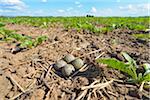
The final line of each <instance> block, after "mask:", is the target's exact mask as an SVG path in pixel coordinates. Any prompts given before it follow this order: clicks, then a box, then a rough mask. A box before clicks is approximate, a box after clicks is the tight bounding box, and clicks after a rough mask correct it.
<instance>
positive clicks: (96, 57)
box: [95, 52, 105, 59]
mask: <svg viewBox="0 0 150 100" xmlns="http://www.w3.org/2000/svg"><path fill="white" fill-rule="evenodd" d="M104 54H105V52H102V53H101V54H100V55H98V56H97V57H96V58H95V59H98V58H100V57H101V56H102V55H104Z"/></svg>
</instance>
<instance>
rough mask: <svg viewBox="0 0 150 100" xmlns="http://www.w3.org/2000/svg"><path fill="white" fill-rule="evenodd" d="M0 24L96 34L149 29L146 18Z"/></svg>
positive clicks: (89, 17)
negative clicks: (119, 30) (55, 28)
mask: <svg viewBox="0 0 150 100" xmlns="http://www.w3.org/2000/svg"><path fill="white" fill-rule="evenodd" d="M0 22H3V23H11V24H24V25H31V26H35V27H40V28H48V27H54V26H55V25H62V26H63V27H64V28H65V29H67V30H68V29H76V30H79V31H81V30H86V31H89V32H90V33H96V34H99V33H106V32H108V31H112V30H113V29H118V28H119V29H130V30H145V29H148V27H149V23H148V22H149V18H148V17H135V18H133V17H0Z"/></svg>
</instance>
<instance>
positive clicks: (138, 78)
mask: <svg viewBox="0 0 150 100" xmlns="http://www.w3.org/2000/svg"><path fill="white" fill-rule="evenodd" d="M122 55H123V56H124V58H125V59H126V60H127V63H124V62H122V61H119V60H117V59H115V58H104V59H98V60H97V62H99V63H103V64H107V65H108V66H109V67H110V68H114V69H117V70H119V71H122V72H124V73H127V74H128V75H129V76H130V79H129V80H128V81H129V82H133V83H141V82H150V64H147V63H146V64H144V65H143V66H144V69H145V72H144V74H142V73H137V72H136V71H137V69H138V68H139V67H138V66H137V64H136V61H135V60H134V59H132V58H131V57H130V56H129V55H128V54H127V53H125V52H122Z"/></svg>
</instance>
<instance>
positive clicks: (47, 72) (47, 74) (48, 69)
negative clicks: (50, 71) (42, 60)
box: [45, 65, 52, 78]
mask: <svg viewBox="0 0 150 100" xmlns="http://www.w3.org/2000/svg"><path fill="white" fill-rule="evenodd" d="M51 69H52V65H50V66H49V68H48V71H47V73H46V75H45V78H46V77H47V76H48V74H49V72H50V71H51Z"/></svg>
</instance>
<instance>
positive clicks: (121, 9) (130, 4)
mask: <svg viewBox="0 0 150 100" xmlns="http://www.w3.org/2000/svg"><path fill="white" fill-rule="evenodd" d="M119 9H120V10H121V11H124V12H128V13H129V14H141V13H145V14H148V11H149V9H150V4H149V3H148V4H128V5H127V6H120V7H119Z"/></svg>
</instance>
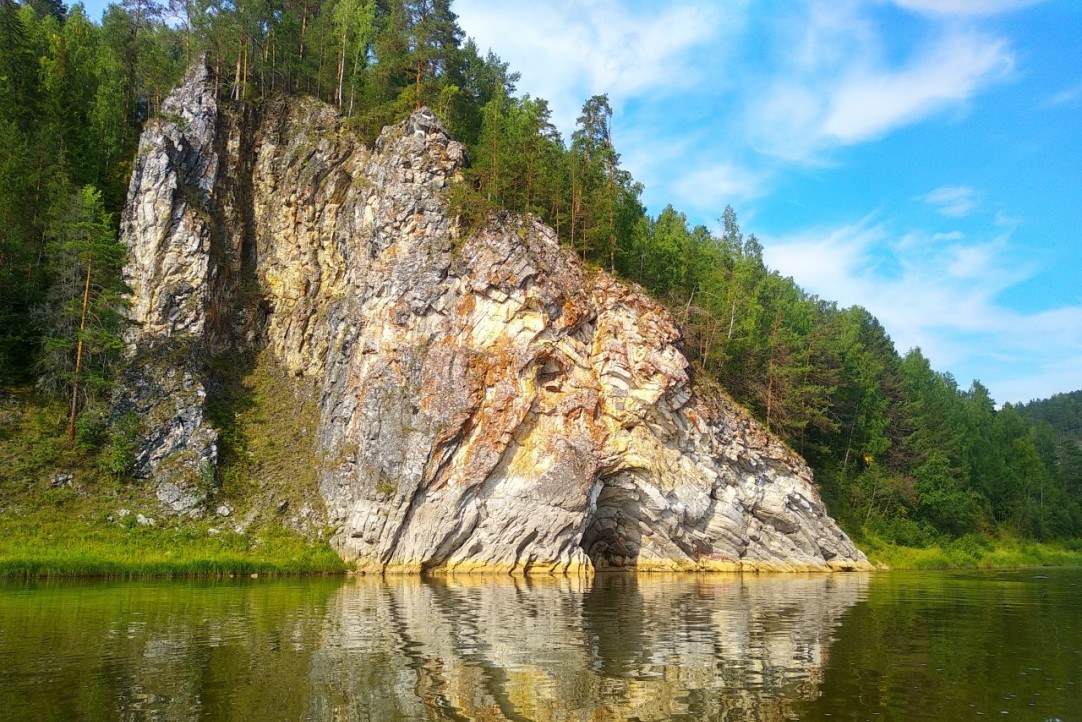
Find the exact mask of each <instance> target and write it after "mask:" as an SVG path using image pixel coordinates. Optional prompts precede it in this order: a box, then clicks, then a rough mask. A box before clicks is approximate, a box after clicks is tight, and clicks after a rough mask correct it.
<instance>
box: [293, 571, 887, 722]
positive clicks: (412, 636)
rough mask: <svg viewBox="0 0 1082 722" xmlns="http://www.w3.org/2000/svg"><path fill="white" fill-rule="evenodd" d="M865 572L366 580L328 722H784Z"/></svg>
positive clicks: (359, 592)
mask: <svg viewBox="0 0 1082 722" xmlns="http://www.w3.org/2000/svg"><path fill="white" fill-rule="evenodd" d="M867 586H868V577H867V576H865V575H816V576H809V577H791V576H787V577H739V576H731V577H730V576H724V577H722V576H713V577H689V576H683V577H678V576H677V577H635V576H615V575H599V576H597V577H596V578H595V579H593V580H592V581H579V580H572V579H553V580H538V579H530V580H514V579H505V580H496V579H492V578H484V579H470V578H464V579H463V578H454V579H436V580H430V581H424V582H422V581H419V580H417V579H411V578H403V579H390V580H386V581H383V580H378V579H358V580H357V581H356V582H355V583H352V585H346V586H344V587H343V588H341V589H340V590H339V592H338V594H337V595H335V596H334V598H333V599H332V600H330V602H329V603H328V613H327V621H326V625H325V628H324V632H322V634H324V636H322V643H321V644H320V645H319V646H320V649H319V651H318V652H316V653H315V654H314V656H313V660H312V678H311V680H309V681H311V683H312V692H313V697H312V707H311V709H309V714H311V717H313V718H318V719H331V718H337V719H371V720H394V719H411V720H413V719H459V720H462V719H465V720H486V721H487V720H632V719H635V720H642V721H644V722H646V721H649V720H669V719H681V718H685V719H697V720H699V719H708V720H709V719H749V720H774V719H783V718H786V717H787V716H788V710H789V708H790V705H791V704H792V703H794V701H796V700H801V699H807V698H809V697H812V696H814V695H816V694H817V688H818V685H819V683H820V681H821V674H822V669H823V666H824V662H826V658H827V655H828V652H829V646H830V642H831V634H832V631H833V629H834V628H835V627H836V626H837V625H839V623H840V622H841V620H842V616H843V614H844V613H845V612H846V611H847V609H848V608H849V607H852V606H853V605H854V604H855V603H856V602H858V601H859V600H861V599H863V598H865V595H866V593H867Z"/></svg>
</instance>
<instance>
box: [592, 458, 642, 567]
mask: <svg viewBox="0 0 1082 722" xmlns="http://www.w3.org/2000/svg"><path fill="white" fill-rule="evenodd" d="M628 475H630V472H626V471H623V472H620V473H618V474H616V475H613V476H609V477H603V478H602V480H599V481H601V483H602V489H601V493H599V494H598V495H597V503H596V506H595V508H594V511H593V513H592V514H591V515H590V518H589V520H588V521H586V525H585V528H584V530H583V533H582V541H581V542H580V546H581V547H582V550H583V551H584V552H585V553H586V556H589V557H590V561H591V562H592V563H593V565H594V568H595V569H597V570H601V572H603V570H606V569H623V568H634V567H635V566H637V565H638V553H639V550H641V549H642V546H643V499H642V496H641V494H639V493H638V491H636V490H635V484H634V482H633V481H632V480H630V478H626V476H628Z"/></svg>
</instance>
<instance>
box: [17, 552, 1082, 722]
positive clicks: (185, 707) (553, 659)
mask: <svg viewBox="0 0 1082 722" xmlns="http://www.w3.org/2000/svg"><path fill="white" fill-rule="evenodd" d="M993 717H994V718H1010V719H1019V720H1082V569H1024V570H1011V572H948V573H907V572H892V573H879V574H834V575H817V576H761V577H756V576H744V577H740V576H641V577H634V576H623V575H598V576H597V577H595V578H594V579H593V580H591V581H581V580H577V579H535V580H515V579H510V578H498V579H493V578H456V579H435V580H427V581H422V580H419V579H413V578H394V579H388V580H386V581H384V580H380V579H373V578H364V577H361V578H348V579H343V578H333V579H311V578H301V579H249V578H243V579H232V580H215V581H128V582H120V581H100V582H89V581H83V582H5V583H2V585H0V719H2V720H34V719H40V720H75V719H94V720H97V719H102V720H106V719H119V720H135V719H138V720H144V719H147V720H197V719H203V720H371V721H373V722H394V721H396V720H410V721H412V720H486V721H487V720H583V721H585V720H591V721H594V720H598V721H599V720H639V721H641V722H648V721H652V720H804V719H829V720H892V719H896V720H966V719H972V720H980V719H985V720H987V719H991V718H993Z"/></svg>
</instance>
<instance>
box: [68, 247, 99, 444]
——
ACTIVITY
Render every line of the items above as a numbered list, skipping blank lines and leaving out the pictures.

YOUR RESPONSE
1. The final line of each <instance> block, after "mask:", is the target's exact mask as an SVG path in pixel coordinates. Any prompts given before it follow this order: clicks, then a box, then a rough mask. A box before clicks is approximate, a box after clicks is the tight bounding box, and clicks after a rough mask correct it.
2. <instance>
3. positive clicks: (96, 57)
4. box: [95, 52, 105, 59]
5. mask: <svg viewBox="0 0 150 100" xmlns="http://www.w3.org/2000/svg"><path fill="white" fill-rule="evenodd" d="M104 54H105V52H102V53H101V54H100V55H98V56H97V57H96V58H95V59H98V58H100V57H101V56H102V55H104Z"/></svg>
6. </instance>
7. <instance>
8. rough mask: <svg viewBox="0 0 150 100" xmlns="http://www.w3.org/2000/svg"><path fill="white" fill-rule="evenodd" d="M0 24L96 34L149 29L146 18Z"/></svg>
9. positive clicks: (89, 17)
10. negative clicks: (119, 30) (55, 28)
11. mask: <svg viewBox="0 0 150 100" xmlns="http://www.w3.org/2000/svg"><path fill="white" fill-rule="evenodd" d="M0 22H3V23H11V24H24V25H31V26H35V27H40V28H48V27H54V26H55V25H62V26H63V27H64V28H65V29H67V30H68V29H76V30H79V31H81V30H86V31H89V32H90V33H96V34H99V33H106V32H108V31H112V30H113V29H118V28H119V29H130V30H145V29H148V27H149V23H148V22H149V18H148V17H135V18H133V17H0Z"/></svg>
12. </instance>
13. <instance>
14. positive clicks: (138, 78)
15. mask: <svg viewBox="0 0 150 100" xmlns="http://www.w3.org/2000/svg"><path fill="white" fill-rule="evenodd" d="M122 55H123V56H124V58H125V59H126V60H127V63H124V62H122V61H119V60H117V59H115V58H104V59H98V60H97V62H99V63H103V64H107V65H108V66H109V67H110V68H114V69H117V70H119V71H122V72H124V73H127V74H128V75H129V76H130V79H129V80H128V81H129V82H133V83H141V82H150V64H147V63H146V64H144V65H143V66H144V69H145V72H144V74H142V73H137V72H136V71H137V69H138V68H139V67H138V66H137V64H136V61H135V60H134V59H132V58H131V57H130V56H129V55H128V54H127V53H125V52H122Z"/></svg>
16. </instance>
17. <instance>
18. positive clicks: (47, 72) (47, 74) (48, 69)
19. negative clicks: (50, 71) (42, 60)
20. box: [45, 65, 52, 78]
21. mask: <svg viewBox="0 0 150 100" xmlns="http://www.w3.org/2000/svg"><path fill="white" fill-rule="evenodd" d="M51 69H52V65H50V66H49V68H48V71H47V73H46V75H45V78H46V77H47V76H48V74H49V72H50V71H51Z"/></svg>
22. </instance>
23. <instance>
24. positive clicks: (121, 9) (130, 4)
25. mask: <svg viewBox="0 0 150 100" xmlns="http://www.w3.org/2000/svg"><path fill="white" fill-rule="evenodd" d="M119 9H120V10H121V11H124V12H128V13H129V14H141V13H145V14H148V11H149V9H150V4H149V3H148V4H128V5H127V6H120V7H119Z"/></svg>
26. </instance>
27. Find the exact mask of each <instance> target and write it after "mask:" as an SVG path using image pixel coordinates. Optional prompts precede it in this order: a box, then clicks, then a rough mask. A box before clicks is approximate, a box after clicks is tight, and clicks after a rough mask correct it.
28. <instance>
29. box: [293, 571, 887, 722]
30. positive clicks: (412, 636)
31. rough mask: <svg viewBox="0 0 1082 722" xmlns="http://www.w3.org/2000/svg"><path fill="white" fill-rule="evenodd" d="M865 572L366 580L328 722H784Z"/></svg>
32. positive clicks: (359, 592)
33. mask: <svg viewBox="0 0 1082 722" xmlns="http://www.w3.org/2000/svg"><path fill="white" fill-rule="evenodd" d="M867 586H868V577H867V576H865V575H816V576H809V577H791V576H787V577H739V576H731V577H730V576H724V577H722V576H713V577H689V576H683V577H678V576H677V577H635V576H615V575H599V576H597V577H596V578H595V579H593V580H592V581H579V580H572V579H553V580H538V579H530V580H514V579H505V580H496V579H492V578H484V579H470V578H464V579H463V578H454V579H436V580H430V581H424V582H422V581H419V580H417V579H411V578H403V579H390V580H386V581H383V580H378V579H358V580H357V581H356V582H355V583H352V585H346V586H344V587H343V588H341V589H340V590H339V592H338V594H337V595H335V596H334V598H333V599H332V600H330V602H329V603H328V613H327V621H326V625H325V628H324V632H322V634H324V636H322V643H321V644H320V645H319V646H320V649H319V651H318V652H316V653H315V654H314V656H313V660H312V678H311V680H309V681H311V683H312V692H313V697H312V707H311V709H309V714H311V717H313V718H318V719H331V718H337V719H371V720H394V719H411V720H413V719H459V720H462V719H465V720H486V721H487V720H632V719H635V720H642V721H644V722H646V721H649V720H669V719H681V718H685V719H697V720H699V719H708V720H709V719H749V720H774V719H783V718H786V717H787V716H788V710H789V708H790V705H791V704H792V703H794V701H796V700H801V699H807V698H809V697H812V696H814V695H816V694H817V688H818V685H819V683H820V681H821V674H822V669H823V666H824V662H826V658H827V655H828V652H829V646H830V642H831V634H832V631H833V629H834V628H835V627H836V626H837V625H839V623H840V622H841V620H842V616H843V614H844V613H845V612H846V611H847V609H848V608H849V607H852V606H853V605H854V604H855V603H856V602H858V601H859V600H861V599H863V598H865V595H866V593H867Z"/></svg>
34. </instance>
35. <instance>
36. box: [592, 458, 642, 567]
37. mask: <svg viewBox="0 0 1082 722" xmlns="http://www.w3.org/2000/svg"><path fill="white" fill-rule="evenodd" d="M628 475H630V472H626V471H623V472H620V473H618V474H616V475H613V476H609V477H603V478H602V480H599V481H601V483H602V489H601V493H599V494H598V495H597V503H596V506H595V508H594V511H593V513H592V514H591V515H590V518H589V520H588V521H586V525H585V528H584V530H583V533H582V541H581V542H580V546H581V547H582V550H583V551H584V552H585V553H586V556H589V557H590V561H591V562H592V563H593V565H594V568H595V569H597V570H601V572H603V570H606V569H623V568H634V567H635V566H637V565H638V553H639V550H641V549H642V546H643V499H642V496H641V494H639V493H638V491H636V490H635V484H634V482H633V481H632V480H630V478H626V476H628Z"/></svg>
38. </instance>
39. <instance>
40. box: [17, 552, 1082, 722]
41. positive clicks: (185, 707) (553, 659)
42. mask: <svg viewBox="0 0 1082 722" xmlns="http://www.w3.org/2000/svg"><path fill="white" fill-rule="evenodd" d="M993 717H994V718H1010V719H1019V720H1082V569H1024V570H1011V572H948V573H907V572H892V573H879V574H834V575H817V576H761V577H756V576H744V577H740V576H641V577H634V576H623V575H598V576H597V577H595V578H594V579H593V580H591V581H581V580H577V579H535V580H515V579H510V578H498V579H493V578H456V579H435V580H427V581H422V580H419V579H413V578H394V579H388V580H386V581H384V580H380V579H373V578H364V577H361V578H348V579H343V578H333V579H311V578H301V579H249V578H243V579H232V580H215V581H128V582H120V581H100V582H89V581H83V582H5V583H2V585H0V719H2V720H34V719H40V720H75V719H94V720H97V719H102V720H106V719H119V720H135V719H138V720H144V719H147V720H197V719H203V720H371V721H373V722H394V721H396V720H410V721H412V720H486V721H487V720H583V721H585V720H591V721H594V720H598V721H599V720H639V721H641V722H648V721H652V720H804V719H829V720H892V719H896V720H966V719H972V720H980V719H985V720H987V719H991V718H993Z"/></svg>
43. </instance>
44. <instance>
45. box: [68, 247, 99, 444]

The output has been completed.